Task description: In the news report on the Columbus arrest, what reason did City Attorney Zach Klein give for dismissing the charge against Stormy Daniels?

COLUMBUS (WCMH) — After the arrest of Stormy Daniels by Columbus police early Thursday morning, Daniels’ attorney Michael Avenatti called the arrest “ridiculous” and “absurd.”

After the City Attorney dismissed the charges a few hours later, Columbus Police Chief Kim Jacobs called the arrest “a mistake.”

And after her second performance in Columbus early Friday morning Stormy Daniels said, “I understand that certain people were just doing their jobs and sometimes its hard to do your job but its necessary – so overall, just thank you.”

The law used to charge Daniels says employees who regularly appear nude or semi-nude inside a strip club cannot touch customers.

Attorney Brandon Shroy has had more than a dozen clients who have faced the same charge. He says police know there’s always some degree of touching going on.  

“The reality of it is that law covers so much ground that it’s a little bit like speeding tickets,” Shroy said. “On any given day you see people speeding. They kind of pick and choose when they enforce it.”

Undercover officers observed Daniels making physical contact with customers along the front of the stage.

City Attorney Zach Klein said the charge against Stormy Daniels was dismissed because she had not regularly appeared at Sirens Gentleman’s Club as the law requires.

Items:
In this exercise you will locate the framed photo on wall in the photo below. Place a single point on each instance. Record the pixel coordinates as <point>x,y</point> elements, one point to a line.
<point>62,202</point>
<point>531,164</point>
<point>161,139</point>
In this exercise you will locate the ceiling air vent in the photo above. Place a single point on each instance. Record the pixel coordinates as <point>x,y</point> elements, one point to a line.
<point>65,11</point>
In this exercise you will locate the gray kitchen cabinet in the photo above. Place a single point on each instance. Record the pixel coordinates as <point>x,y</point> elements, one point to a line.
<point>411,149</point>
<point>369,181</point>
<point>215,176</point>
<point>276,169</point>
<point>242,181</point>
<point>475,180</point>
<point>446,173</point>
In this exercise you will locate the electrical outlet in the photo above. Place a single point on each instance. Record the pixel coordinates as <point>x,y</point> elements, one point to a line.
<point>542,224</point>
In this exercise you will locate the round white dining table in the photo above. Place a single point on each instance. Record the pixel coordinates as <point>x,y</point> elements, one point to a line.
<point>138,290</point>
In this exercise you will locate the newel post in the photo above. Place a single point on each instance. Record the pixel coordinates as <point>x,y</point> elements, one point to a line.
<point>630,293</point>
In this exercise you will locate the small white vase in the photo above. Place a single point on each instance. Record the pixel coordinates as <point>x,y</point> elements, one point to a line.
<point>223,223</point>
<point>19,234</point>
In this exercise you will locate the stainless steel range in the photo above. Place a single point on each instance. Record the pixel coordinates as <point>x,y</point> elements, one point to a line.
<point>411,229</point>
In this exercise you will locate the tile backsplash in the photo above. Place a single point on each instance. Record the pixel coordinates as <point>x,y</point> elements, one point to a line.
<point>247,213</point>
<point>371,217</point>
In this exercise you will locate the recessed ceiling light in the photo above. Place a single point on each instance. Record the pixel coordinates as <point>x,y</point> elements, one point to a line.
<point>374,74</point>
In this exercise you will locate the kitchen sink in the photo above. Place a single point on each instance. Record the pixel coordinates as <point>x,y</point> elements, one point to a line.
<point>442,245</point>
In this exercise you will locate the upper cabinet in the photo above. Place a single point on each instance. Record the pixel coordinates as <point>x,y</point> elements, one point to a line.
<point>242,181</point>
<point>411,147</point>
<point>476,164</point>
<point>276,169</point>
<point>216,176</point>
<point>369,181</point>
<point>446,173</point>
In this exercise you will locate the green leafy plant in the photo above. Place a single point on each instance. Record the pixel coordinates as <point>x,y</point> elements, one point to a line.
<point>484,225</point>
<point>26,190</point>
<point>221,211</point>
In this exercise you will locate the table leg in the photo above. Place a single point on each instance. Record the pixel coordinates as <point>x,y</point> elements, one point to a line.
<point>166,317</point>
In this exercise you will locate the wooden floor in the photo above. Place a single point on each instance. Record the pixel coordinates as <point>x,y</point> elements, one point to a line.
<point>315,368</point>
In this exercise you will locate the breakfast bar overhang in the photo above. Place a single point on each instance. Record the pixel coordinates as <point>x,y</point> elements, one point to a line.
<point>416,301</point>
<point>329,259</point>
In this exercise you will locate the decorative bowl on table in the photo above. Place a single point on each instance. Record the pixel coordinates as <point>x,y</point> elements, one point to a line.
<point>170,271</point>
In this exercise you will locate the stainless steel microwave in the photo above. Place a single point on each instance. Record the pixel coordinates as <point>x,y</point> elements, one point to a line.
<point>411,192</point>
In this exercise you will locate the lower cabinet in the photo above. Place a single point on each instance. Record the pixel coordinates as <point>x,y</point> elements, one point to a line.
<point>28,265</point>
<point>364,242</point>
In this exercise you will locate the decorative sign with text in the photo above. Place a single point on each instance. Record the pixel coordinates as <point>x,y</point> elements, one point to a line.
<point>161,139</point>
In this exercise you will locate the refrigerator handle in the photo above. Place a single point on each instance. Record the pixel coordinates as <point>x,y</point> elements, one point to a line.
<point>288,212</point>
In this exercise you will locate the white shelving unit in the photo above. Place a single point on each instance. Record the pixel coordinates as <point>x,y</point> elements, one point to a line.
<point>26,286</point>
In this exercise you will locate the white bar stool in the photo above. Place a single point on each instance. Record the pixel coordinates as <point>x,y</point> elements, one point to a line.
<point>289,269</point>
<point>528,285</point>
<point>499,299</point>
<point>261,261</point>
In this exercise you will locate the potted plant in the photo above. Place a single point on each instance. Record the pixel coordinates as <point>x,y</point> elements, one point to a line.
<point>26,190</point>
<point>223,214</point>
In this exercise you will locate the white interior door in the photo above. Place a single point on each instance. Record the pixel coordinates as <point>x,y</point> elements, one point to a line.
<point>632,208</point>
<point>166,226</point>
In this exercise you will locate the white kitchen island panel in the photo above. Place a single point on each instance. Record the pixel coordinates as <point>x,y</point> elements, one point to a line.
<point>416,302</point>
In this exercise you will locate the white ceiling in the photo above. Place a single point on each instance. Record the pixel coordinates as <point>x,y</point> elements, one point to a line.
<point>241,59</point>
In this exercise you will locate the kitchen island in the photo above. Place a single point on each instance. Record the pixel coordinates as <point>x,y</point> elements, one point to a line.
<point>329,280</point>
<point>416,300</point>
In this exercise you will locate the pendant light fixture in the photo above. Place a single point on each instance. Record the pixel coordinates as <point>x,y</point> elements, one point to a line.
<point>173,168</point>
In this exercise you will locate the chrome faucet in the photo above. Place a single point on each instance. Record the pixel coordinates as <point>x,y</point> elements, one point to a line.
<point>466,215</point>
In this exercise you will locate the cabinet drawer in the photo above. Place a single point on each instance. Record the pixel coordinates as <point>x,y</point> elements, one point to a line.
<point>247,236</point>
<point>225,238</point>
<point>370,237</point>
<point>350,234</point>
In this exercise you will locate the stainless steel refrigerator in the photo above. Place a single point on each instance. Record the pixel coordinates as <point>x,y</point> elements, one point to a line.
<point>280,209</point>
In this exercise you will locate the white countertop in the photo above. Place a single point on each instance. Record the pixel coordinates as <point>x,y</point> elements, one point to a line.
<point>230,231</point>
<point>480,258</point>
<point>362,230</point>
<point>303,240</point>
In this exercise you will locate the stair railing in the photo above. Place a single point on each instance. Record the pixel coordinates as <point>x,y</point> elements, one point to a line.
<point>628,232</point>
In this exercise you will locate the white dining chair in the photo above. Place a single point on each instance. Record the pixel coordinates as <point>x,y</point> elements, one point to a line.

Answer to the task: She had not regularly appeared at Sirens Gentleman's Club, as the law requires.